> [Problems to solve]
(a) In the forum post about Holly, what condition was the horse suffering from?
(b) Extend the forum post about Holly with new writing that picks up after its final sentence.
━━━ Passage to read ━━━
# Holly is gone :'(



## Live2Ride15 (Feb 22, 2012)

Today I found out that one of my favorite lesson horses from my old barn was put down tonight. Her name was Holly she was one of the happiest horses I knew. She was also the laziest, but that was what made me love her. She was suffering from congestive heart failure due to some sort of defect. I don’t know the details as I just moved away. She was only a mere 12 years old, too young to die. 
When I worked at the barn she always was the first one to greet us at 6:00am in the freezing cold with a warm welcome. I could swear this horse could smile! 
I learned many a great thing on the back of this horse. I learned everything on this horse she was the first horse I fell off of and it was my fault. She was the first horse I rode bareback and jumped bareback. She was our barns vaulting horse. She was able to help me regain confidence after two bad falls, she was a great and patient teacher and partner. Though I never owned her I always dreamed of. 
I cry to think that I will not see her again on this side of life.
━━━ Extracted material ━━━
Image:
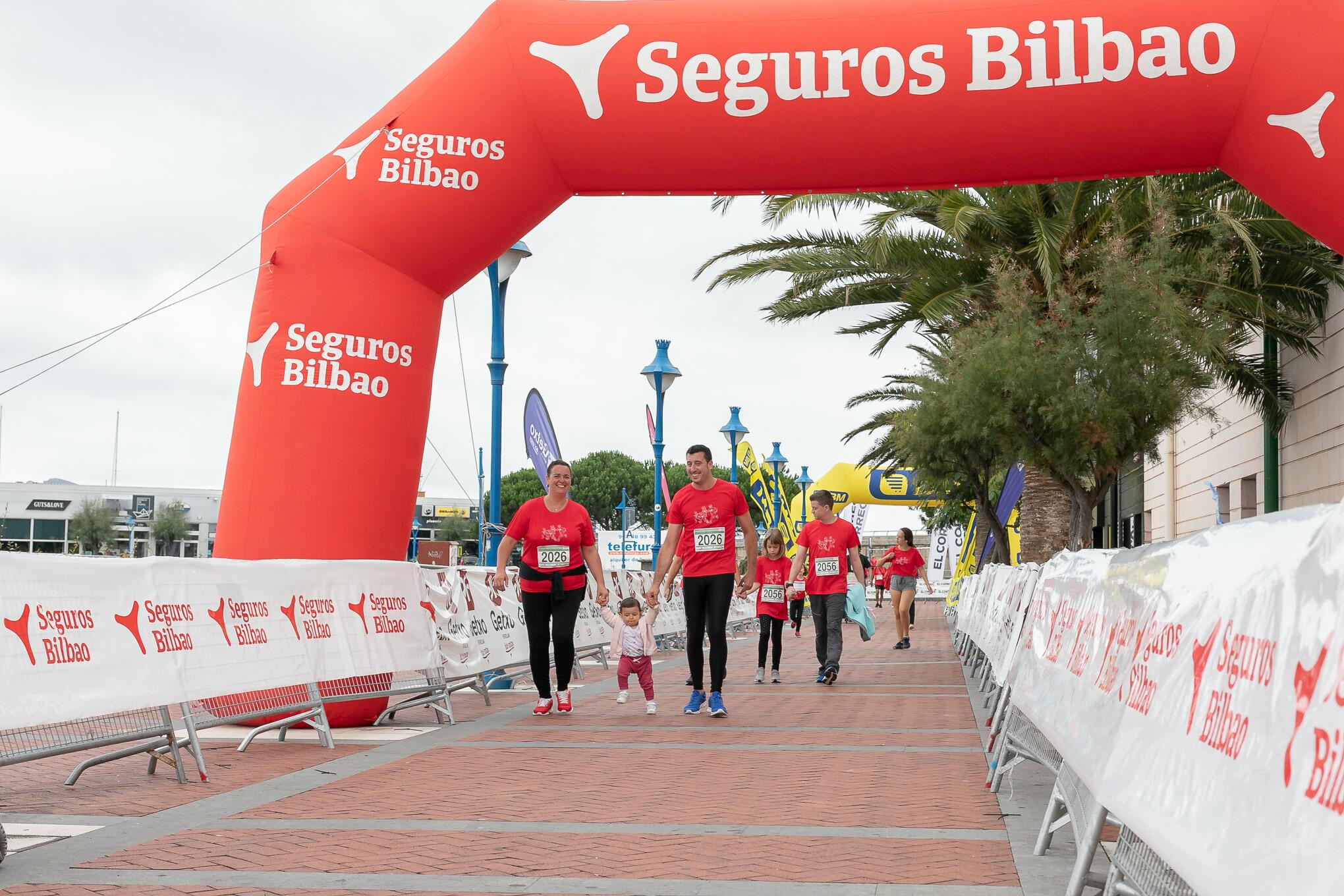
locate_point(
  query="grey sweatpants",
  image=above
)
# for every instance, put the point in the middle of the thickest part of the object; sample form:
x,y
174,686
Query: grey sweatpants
x,y
827,615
━━━
> [Answer list]
(a) Congestive heart failure due to some sort of defect.

(b)
I can’t write any more now but I hope this is going to lead to something good in the end.
Here are some pictures to honor her.


----------



## TrojanCowgirl (Jun 1, 2012)

RIP Holly! I'm so sorry for your loss


----------



## Fulford15 (Oct 17, 2012)

Rest in Peace Holly. So sorry for your lose, I know how it feels... had to put down my old guy last winter, still not over it :-(


----------



## Cacowgirl (Feb 19, 2011)

It's alwlays sad to lose a beloved furbaby. She has a place in your heart & will live on through that. Thank you for sharing her w/us.


----------



## Dapolina (Oct 20, 2012)

RIP Holly run free over rainbow bridge


----------



## HorseLovinLady (Jul 18, 2011)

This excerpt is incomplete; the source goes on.